_PROBLEM_. Word-for-word reproduction, images excluded: copy every entry below.

**** LISTED ENTRIES

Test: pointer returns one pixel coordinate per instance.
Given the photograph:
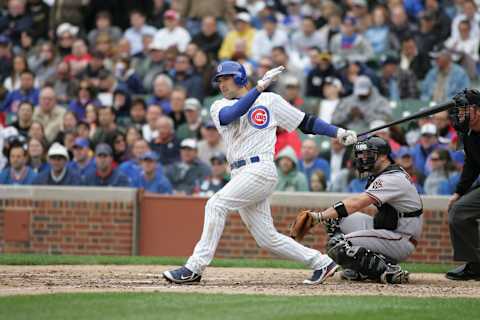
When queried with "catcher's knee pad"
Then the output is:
(334, 240)
(359, 259)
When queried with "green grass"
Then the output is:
(42, 259)
(130, 306)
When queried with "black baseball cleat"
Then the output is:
(468, 271)
(182, 275)
(321, 274)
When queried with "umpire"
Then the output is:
(464, 205)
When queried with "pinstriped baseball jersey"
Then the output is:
(255, 132)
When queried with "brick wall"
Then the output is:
(87, 225)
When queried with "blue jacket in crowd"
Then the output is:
(7, 178)
(71, 178)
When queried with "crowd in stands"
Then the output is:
(117, 93)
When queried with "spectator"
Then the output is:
(442, 169)
(322, 68)
(103, 25)
(280, 57)
(208, 39)
(364, 106)
(173, 35)
(85, 95)
(44, 64)
(211, 143)
(120, 150)
(59, 174)
(66, 35)
(426, 38)
(378, 33)
(268, 38)
(445, 78)
(292, 93)
(426, 145)
(152, 178)
(153, 113)
(107, 128)
(442, 21)
(40, 13)
(6, 57)
(205, 68)
(311, 162)
(306, 37)
(191, 128)
(82, 162)
(447, 135)
(318, 182)
(332, 89)
(136, 31)
(338, 158)
(412, 60)
(289, 177)
(464, 48)
(16, 20)
(20, 65)
(184, 75)
(404, 158)
(24, 118)
(177, 103)
(349, 45)
(162, 89)
(36, 155)
(218, 178)
(137, 115)
(127, 77)
(165, 143)
(27, 93)
(105, 174)
(133, 167)
(49, 114)
(395, 83)
(469, 14)
(63, 84)
(187, 174)
(401, 28)
(243, 31)
(18, 172)
(152, 66)
(79, 58)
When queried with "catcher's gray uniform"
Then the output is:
(392, 188)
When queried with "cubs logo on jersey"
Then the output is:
(259, 117)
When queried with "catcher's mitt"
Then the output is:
(302, 224)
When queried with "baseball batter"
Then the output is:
(247, 121)
(366, 247)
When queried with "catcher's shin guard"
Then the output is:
(368, 263)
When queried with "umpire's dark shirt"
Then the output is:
(471, 168)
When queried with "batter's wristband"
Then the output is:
(341, 210)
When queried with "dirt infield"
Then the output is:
(53, 279)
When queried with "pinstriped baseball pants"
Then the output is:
(248, 192)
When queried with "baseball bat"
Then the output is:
(420, 114)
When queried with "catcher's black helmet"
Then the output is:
(366, 153)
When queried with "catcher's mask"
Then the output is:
(460, 113)
(366, 153)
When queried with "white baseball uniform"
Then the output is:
(253, 135)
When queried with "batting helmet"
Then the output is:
(367, 151)
(232, 68)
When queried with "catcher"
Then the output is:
(371, 247)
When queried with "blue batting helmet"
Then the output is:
(232, 68)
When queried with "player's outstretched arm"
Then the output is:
(231, 113)
(313, 125)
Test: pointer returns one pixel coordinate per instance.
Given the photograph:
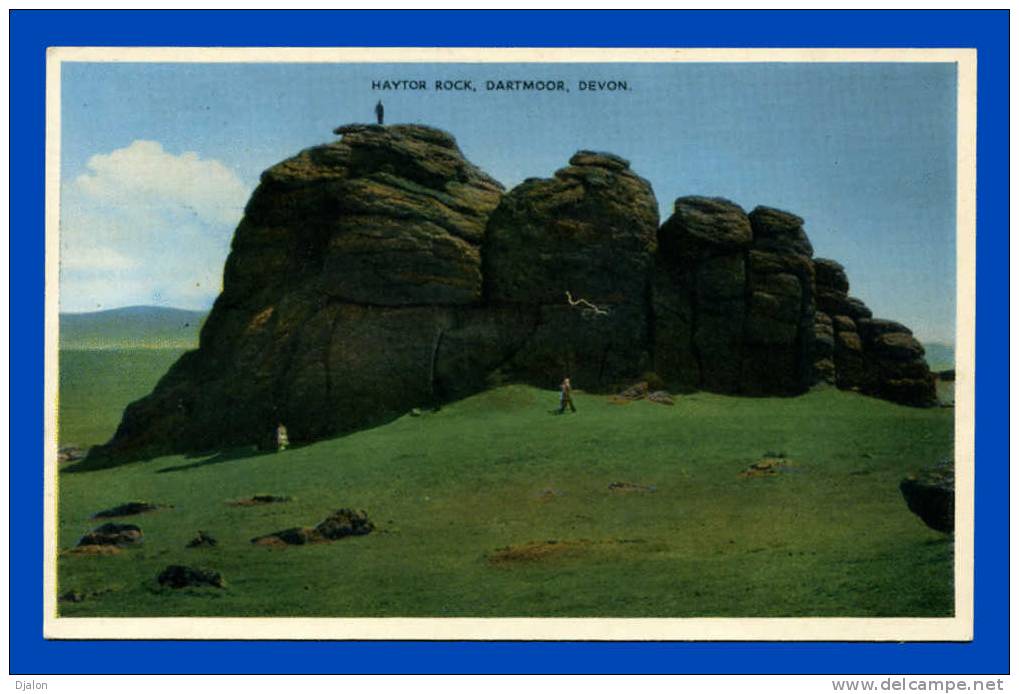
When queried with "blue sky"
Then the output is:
(157, 160)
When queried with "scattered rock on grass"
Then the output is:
(202, 539)
(95, 550)
(626, 487)
(548, 494)
(69, 454)
(661, 397)
(342, 523)
(634, 392)
(539, 551)
(128, 509)
(259, 499)
(339, 524)
(116, 534)
(930, 494)
(769, 465)
(178, 576)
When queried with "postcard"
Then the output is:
(510, 343)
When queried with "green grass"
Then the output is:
(829, 536)
(97, 385)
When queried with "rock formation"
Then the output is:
(383, 271)
(930, 494)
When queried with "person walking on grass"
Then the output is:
(282, 440)
(566, 396)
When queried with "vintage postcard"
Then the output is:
(510, 343)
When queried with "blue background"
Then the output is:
(33, 32)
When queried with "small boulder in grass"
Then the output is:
(178, 576)
(930, 494)
(202, 539)
(116, 534)
(339, 524)
(344, 522)
(128, 509)
(661, 397)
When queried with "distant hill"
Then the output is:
(940, 356)
(133, 326)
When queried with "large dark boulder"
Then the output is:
(779, 357)
(383, 272)
(573, 255)
(699, 295)
(353, 261)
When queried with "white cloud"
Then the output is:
(147, 226)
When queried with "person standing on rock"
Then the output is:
(282, 440)
(566, 396)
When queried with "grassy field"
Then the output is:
(493, 506)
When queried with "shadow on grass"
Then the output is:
(222, 457)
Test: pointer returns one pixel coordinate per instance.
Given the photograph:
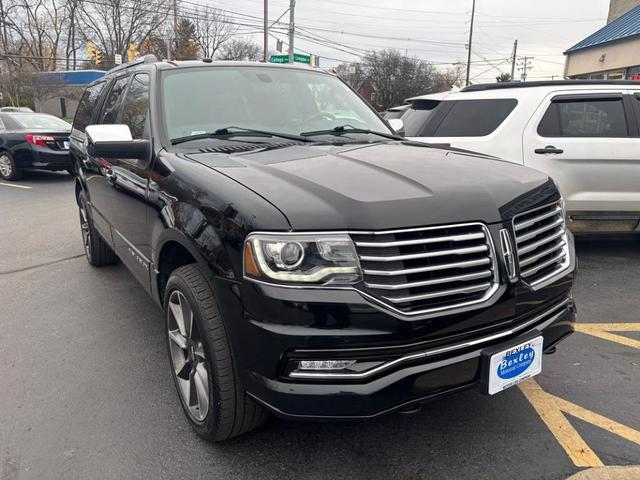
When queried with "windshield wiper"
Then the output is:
(233, 131)
(345, 129)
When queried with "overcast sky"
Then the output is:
(435, 30)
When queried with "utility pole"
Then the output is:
(266, 30)
(513, 60)
(473, 14)
(524, 66)
(175, 26)
(292, 6)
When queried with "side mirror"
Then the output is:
(398, 125)
(115, 141)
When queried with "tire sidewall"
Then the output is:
(15, 174)
(83, 204)
(209, 425)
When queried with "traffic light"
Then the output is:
(91, 50)
(132, 52)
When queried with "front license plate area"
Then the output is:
(507, 365)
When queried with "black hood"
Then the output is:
(380, 186)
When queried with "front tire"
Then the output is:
(96, 249)
(202, 363)
(8, 169)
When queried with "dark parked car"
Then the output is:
(310, 264)
(32, 141)
(15, 109)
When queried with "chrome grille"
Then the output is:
(541, 241)
(428, 269)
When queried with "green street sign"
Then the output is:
(297, 57)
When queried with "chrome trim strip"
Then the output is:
(440, 350)
(435, 281)
(430, 268)
(421, 241)
(508, 255)
(440, 293)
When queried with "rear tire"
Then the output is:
(96, 249)
(200, 355)
(8, 169)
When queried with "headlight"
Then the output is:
(301, 258)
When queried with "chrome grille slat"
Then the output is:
(546, 263)
(539, 218)
(436, 281)
(534, 233)
(428, 269)
(541, 242)
(544, 253)
(432, 268)
(421, 241)
(532, 246)
(416, 256)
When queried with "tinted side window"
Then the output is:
(585, 118)
(113, 101)
(87, 106)
(136, 105)
(415, 118)
(474, 118)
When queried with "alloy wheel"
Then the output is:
(86, 231)
(5, 166)
(188, 358)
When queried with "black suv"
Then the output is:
(310, 263)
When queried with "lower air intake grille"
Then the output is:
(542, 244)
(428, 269)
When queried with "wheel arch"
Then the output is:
(173, 251)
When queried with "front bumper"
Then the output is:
(410, 367)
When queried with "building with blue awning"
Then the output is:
(611, 53)
(59, 92)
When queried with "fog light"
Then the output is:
(325, 364)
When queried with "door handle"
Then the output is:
(548, 149)
(110, 175)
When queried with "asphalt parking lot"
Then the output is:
(85, 388)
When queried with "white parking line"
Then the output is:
(14, 186)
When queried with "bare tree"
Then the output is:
(240, 49)
(35, 31)
(114, 24)
(213, 29)
(396, 77)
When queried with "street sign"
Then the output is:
(297, 57)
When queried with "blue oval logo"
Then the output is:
(516, 362)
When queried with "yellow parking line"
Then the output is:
(14, 186)
(577, 449)
(552, 411)
(603, 330)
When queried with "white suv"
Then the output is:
(584, 134)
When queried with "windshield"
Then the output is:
(42, 121)
(202, 100)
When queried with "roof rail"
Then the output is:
(545, 83)
(138, 61)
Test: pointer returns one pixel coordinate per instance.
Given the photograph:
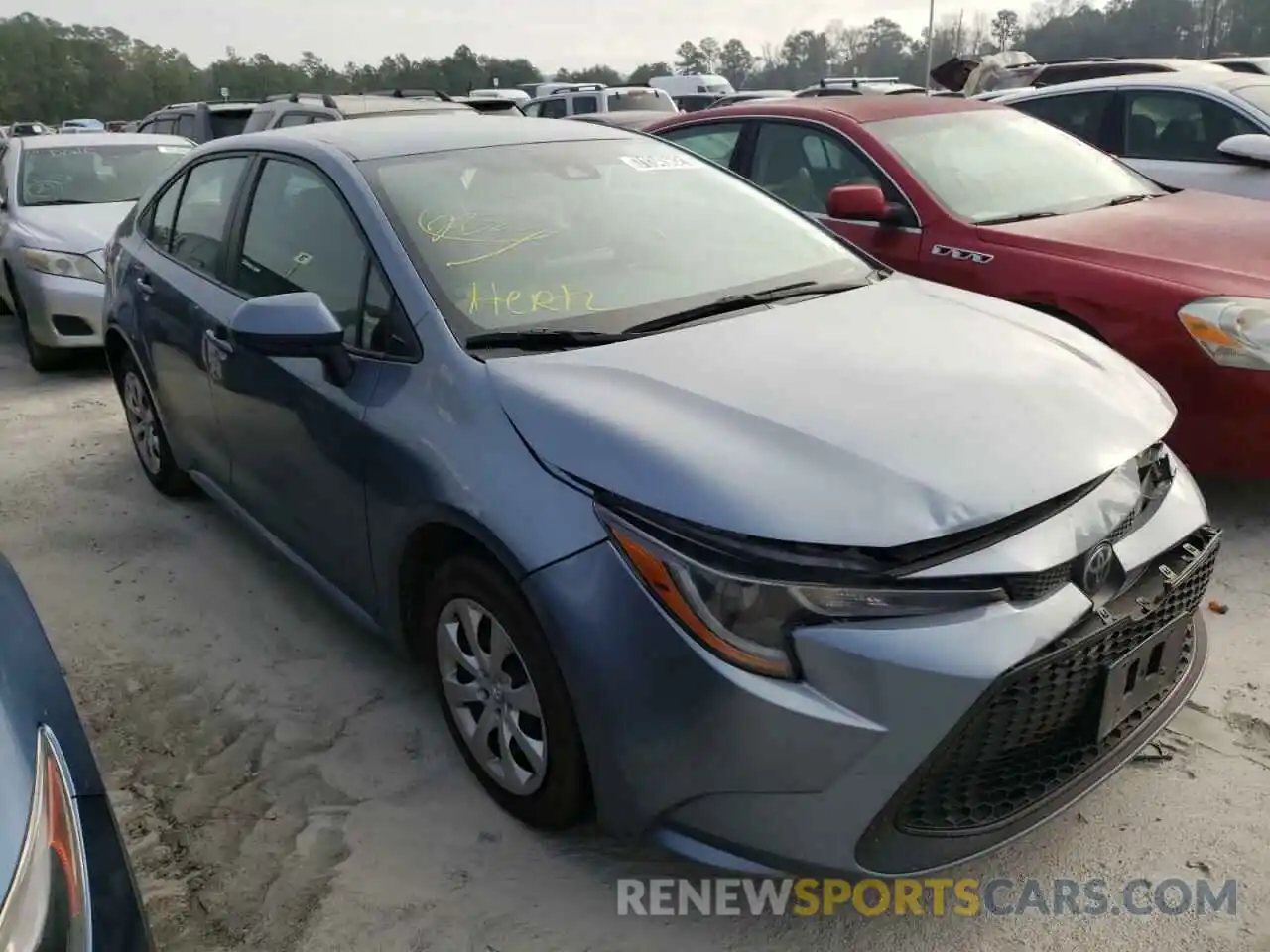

********

_RESULT OF THIS EXERCISE_.
Test: pointer returns one pixel coordinate per instance.
Given the photograph:
When queried with "catcher's knee pad"
Then the output is:
(334, 240)
(359, 259)
When queried with "green grass"
Then the output is:
(42, 259)
(130, 306)
When queried with "black baseball cleat"
Then the output is:
(468, 271)
(182, 275)
(321, 274)
When queried with "umpire"
Then the output is:
(464, 205)
When queried with "pinstriped baseball jersey"
Then the output is:
(255, 132)
When queried with "brick wall"
Then the output is:
(87, 225)
When queried with "blue jacket in crowd"
Then the output is:
(7, 178)
(71, 178)
When queried with "crowd in stands"
Then the output is:
(117, 93)
When queried with "spectator"
Then the output is:
(442, 169)
(322, 68)
(103, 25)
(280, 57)
(208, 39)
(364, 106)
(173, 35)
(85, 95)
(44, 64)
(211, 143)
(120, 150)
(59, 174)
(66, 35)
(426, 38)
(378, 33)
(268, 38)
(445, 78)
(292, 93)
(426, 145)
(152, 178)
(153, 113)
(107, 128)
(442, 21)
(40, 13)
(6, 57)
(205, 68)
(311, 162)
(306, 37)
(191, 128)
(82, 162)
(447, 135)
(318, 182)
(332, 89)
(136, 31)
(338, 158)
(412, 60)
(289, 177)
(464, 48)
(16, 20)
(20, 65)
(184, 75)
(404, 158)
(24, 118)
(177, 103)
(349, 45)
(162, 89)
(36, 155)
(218, 178)
(137, 115)
(127, 77)
(165, 143)
(27, 93)
(105, 174)
(133, 167)
(49, 114)
(395, 83)
(469, 14)
(63, 84)
(187, 174)
(401, 28)
(243, 31)
(18, 172)
(152, 66)
(79, 58)
When queried with "catcher's gray uniform"
Then the output is:
(392, 188)
When queried with "cubs logo on jersey"
Then the output is:
(259, 117)
When queried with "catcher's mitt"
Then the output is:
(302, 224)
When queried with "baseball batter"
Then the output is:
(247, 121)
(366, 247)
When queried with "catcher's shin guard"
Then the output is:
(368, 263)
When queried with "umpire's dark shirt"
Then the output is:
(471, 168)
When queried with "batter's wristband"
Then the output is:
(341, 210)
When queried with "dirt infield"
Then the output is:
(53, 279)
When queried with "pinstriped baseball pants"
Then the output is:
(248, 192)
When queried with "baseball bat"
Then the output is:
(420, 114)
When queried with "catcher's black helmet"
Then the output is:
(366, 153)
When queried with "catcher's mask"
Then the output is:
(460, 113)
(366, 153)
When queried with "white baseball uniform"
Then the output is:
(253, 135)
When queried with "batting helmet"
Then the output is:
(367, 151)
(232, 68)
When queried with "catcher"
Then the output is:
(371, 247)
When queried with "blue batting helmet"
Then the output is:
(232, 68)
When queried with "player's outstretched arm"
Then the output is:
(231, 113)
(313, 125)
Test: pointer returns one pixel coordinate per instance.
Given the photograph:
When queried with "blue sky"
Then the output is:
(157, 160)
When queried with "scattered rock on grass"
Then the output is:
(202, 539)
(95, 550)
(626, 487)
(548, 494)
(69, 454)
(661, 397)
(342, 523)
(634, 392)
(539, 551)
(128, 509)
(259, 499)
(339, 524)
(116, 534)
(930, 494)
(769, 465)
(178, 576)
When queried with "postcard"
Then the output is:
(510, 343)
When queried with "green grass"
Then the output is:
(829, 536)
(97, 385)
When queried with "rock formation"
Then the output is:
(383, 271)
(930, 494)
When queried with "person walking on grass"
Then the output is:
(282, 440)
(566, 396)
When queried with "vintage postcard"
Then the output is:
(510, 343)
When queried with "blue background"
Then the output is:
(33, 32)
When queried with "small boulder in grass"
Then the output is:
(178, 576)
(930, 494)
(202, 539)
(116, 534)
(339, 524)
(344, 522)
(128, 509)
(661, 397)
When queried with "distant hill"
Then the output is:
(940, 356)
(133, 326)
When queried with "large dark boulder"
Then the output is:
(779, 357)
(383, 272)
(573, 255)
(699, 295)
(353, 261)
When queried with "white cloud"
Then the output is:
(147, 226)
When queried with "person standing on rock"
Then the output is:
(282, 440)
(566, 396)
When queried with "grassy field"
Then the output is:
(493, 506)
When queried with "shadow on grass"
Then the output is:
(222, 457)
Test: pointer returns one pixel coordinate per instance.
Given the photograph:
When queried with "windshield wiper"
Then the output is:
(233, 131)
(345, 129)
When queried with "overcast sky"
Then the output is:
(435, 30)
When queried with "utility pole"
Then the output is:
(266, 30)
(513, 60)
(473, 14)
(524, 66)
(175, 26)
(292, 6)
When queried with "side mirror"
Then the output is:
(398, 125)
(115, 141)
When queried with "tire sidewall"
Then the output is:
(15, 174)
(83, 204)
(209, 425)
When queried with "traffic light"
Then the output is:
(91, 50)
(132, 52)
When queried with "front license plate area"
Then the output is:
(507, 365)
When queried with "black hood"
Then the output is:
(380, 186)
When queried with "front tire"
Then the output is:
(96, 249)
(202, 363)
(8, 169)
When queried with "dark parked car"
Then the output is:
(310, 264)
(32, 141)
(15, 109)
When queried with "chrome grille"
Then the output is:
(541, 241)
(428, 269)
When queried with "green street sign"
Then the output is:
(297, 57)
When queried with "chrome trim strip"
Then the output is:
(440, 350)
(435, 281)
(430, 268)
(421, 241)
(508, 255)
(440, 293)
When queried with "rear tire"
Then the output is:
(96, 249)
(200, 355)
(8, 169)
When queried with "headlight"
Then the output is:
(301, 258)
When queried with "chrome grille slat"
Then the output is:
(546, 263)
(539, 218)
(436, 281)
(534, 233)
(428, 269)
(541, 242)
(544, 253)
(432, 268)
(421, 241)
(532, 246)
(416, 256)
When queried with "tinted side window"
Then the output is:
(585, 118)
(113, 101)
(87, 106)
(136, 105)
(415, 118)
(474, 118)
When queried with "alloy wheel"
Then the output is:
(86, 231)
(5, 166)
(188, 358)
When queried with "black suv"
Then the output is:
(310, 263)
When queried with "lower air intake grille"
Then the output is:
(542, 244)
(428, 269)
When queried with "wheel arch"
Then the output is:
(173, 251)
When queried with "front bumper"
Then the output is:
(410, 367)
When queried with "building with blue awning"
Then the output is:
(611, 53)
(59, 92)
When queried with "fog light"
Then the output is:
(325, 364)
When queried with "door handle"
Then the output is:
(548, 149)
(110, 175)
When queried with "asphalt parking lot"
Then the output is:
(85, 388)
When queried with "white parking line"
Then the output is:
(14, 186)
When queried with "bare tree"
Then the output is:
(240, 49)
(35, 31)
(114, 24)
(213, 29)
(396, 77)
When queried with "street sign"
Then the output is:
(297, 57)
When queried with "blue oval logo"
Then the output is:
(516, 362)
When queried with "yellow parking line"
Then the output is:
(14, 186)
(577, 449)
(552, 411)
(603, 330)
When queried with "white suv"
Then the output is:
(584, 134)
When queried with "windshield"
Then the output is:
(42, 121)
(202, 100)
When queried with "roof rail"
Then the output is:
(545, 83)
(138, 61)
Test: pointer returns one pixel coordinate per instance.
Given the photograph:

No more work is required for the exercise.